(Point labels for objects)

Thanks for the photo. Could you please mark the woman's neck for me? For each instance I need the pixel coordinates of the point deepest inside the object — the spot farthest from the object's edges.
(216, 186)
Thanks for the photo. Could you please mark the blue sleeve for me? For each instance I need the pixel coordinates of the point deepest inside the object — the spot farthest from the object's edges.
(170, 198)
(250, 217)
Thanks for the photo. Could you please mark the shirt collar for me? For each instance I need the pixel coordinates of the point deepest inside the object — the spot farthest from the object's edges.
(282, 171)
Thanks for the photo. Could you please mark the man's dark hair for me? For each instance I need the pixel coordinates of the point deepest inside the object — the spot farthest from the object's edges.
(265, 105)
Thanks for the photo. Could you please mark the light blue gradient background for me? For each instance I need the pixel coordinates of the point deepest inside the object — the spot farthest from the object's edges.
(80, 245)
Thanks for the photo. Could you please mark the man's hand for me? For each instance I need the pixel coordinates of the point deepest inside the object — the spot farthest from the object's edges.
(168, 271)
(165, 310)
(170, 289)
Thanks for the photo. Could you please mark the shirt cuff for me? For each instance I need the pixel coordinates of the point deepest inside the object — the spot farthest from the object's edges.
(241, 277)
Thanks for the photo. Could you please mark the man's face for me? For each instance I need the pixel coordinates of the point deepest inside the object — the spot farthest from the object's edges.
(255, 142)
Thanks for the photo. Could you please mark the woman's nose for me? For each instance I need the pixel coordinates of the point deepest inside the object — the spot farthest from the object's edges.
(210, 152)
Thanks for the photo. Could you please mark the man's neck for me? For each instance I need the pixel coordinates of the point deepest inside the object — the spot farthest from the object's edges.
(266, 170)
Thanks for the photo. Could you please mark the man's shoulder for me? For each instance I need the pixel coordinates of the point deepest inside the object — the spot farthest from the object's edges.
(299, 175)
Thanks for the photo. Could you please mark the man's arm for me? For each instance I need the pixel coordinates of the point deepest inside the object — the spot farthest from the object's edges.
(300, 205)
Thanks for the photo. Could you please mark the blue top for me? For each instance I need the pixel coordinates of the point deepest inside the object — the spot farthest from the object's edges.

## [Stated problem]
Reproduce word for word the stretch of the entries from the line containing "Thanks for the photo. Could you please mark the man's hand" through the final line of the entries.

## [Finished exercise]
Thanks for the photo. Could you please mark the man's hand for me? For each instance I need the pixel coordinates of the point deepest inside the object — the spot farthest from the object's edges.
(168, 271)
(165, 310)
(170, 289)
Thanks for the photo. Could you please mark the shirt cuff for me? For each instance I need the pixel coordinates of the point deepest inside the object — the spot farthest from the object's edges.
(241, 277)
Thanks for the photo. Could you please mark the man's face for me? For each instance I need the pixel coordinates of the point deepest inside the object — the spot farthest from the object's edges.
(255, 142)
Thanks for the photo. Could you please mark the woman's nose for me? For each instance I need the pixel coordinates of the point deepest inside the object — the spot farthest from the object's edges.
(210, 152)
Thanks for the photo. Could you please mark the man's neck for me? For each instance I need the pixel coordinates of the point deepest inside the object — the spot farthest from the object's edges.
(266, 170)
Thanks for the photo. Could you please mark the man's shoulder for me? For each instance I need the pixel coordinates of the point deepest inside the object — the spot farthest from the object's edges.
(299, 175)
Thanks for the photo. Could you please mark the man's arm for me? For each instance I need the pixel coordinates of the point deepest inside the object — the spot farthest from the object's edges.
(300, 205)
Thanks for the photo. Could you please mark the blue top for me? For each instance I need the pixel coordinates of the point deepest inside the object — the spot farthest from the object's edges.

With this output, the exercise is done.